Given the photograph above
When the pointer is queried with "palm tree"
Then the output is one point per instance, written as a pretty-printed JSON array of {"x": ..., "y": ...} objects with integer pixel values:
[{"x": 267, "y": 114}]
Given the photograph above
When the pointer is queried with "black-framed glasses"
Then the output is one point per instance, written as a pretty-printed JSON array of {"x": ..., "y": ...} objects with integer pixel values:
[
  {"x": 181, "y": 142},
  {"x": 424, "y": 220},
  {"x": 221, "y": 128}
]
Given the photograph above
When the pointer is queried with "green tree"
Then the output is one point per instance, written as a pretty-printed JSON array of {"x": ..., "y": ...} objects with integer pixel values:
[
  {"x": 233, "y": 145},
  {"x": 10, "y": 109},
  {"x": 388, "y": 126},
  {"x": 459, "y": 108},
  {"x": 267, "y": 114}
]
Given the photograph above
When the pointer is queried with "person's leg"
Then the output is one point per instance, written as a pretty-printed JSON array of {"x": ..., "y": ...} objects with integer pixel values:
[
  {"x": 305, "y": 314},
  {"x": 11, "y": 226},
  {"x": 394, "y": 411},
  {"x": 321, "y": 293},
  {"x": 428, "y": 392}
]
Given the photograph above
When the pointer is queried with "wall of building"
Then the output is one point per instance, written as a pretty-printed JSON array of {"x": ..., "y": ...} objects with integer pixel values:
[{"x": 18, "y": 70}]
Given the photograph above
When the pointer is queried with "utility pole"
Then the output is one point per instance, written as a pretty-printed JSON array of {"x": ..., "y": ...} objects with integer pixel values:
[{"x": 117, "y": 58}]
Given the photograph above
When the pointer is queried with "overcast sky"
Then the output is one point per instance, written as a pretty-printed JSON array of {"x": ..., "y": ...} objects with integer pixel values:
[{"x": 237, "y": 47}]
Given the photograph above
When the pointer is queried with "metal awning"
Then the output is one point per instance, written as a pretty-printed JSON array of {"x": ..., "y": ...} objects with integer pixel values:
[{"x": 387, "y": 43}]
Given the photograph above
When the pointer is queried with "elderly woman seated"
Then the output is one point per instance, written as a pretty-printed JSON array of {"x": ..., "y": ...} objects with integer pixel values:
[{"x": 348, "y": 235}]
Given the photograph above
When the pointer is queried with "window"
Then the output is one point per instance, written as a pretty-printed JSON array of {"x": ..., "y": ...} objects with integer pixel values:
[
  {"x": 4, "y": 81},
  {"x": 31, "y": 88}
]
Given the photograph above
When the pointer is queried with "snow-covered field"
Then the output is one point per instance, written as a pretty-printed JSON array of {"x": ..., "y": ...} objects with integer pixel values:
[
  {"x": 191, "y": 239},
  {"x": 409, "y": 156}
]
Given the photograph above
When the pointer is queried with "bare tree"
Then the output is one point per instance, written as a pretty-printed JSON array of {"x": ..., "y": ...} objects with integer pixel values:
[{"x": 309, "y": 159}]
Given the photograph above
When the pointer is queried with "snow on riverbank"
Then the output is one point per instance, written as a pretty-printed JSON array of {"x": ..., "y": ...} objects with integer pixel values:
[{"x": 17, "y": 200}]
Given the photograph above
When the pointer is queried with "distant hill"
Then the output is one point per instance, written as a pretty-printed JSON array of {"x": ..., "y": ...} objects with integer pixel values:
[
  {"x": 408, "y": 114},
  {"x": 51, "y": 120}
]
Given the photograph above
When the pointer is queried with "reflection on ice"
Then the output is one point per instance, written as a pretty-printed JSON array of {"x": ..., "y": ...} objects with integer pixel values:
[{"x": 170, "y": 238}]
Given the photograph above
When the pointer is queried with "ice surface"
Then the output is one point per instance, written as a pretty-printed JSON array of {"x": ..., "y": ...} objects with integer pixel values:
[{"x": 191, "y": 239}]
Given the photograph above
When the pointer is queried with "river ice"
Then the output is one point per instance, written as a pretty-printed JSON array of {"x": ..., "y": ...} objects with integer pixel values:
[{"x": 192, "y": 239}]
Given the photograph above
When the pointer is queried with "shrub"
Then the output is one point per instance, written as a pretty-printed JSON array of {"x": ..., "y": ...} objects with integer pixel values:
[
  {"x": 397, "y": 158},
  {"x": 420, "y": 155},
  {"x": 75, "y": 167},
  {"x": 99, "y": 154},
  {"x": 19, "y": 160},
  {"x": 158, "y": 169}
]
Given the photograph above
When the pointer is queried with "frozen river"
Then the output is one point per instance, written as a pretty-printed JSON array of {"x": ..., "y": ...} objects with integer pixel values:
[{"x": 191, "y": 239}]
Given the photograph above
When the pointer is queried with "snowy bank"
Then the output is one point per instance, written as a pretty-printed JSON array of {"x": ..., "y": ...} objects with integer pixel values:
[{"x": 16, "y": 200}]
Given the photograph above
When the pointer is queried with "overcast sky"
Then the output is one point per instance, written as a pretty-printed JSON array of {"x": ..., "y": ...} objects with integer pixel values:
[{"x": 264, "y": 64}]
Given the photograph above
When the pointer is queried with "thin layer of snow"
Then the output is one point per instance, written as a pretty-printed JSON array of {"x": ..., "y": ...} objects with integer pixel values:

Short exercise: Please state how many of the lines above contain the string "tree", with case counting. Reply with the number only.

Solved problem: 3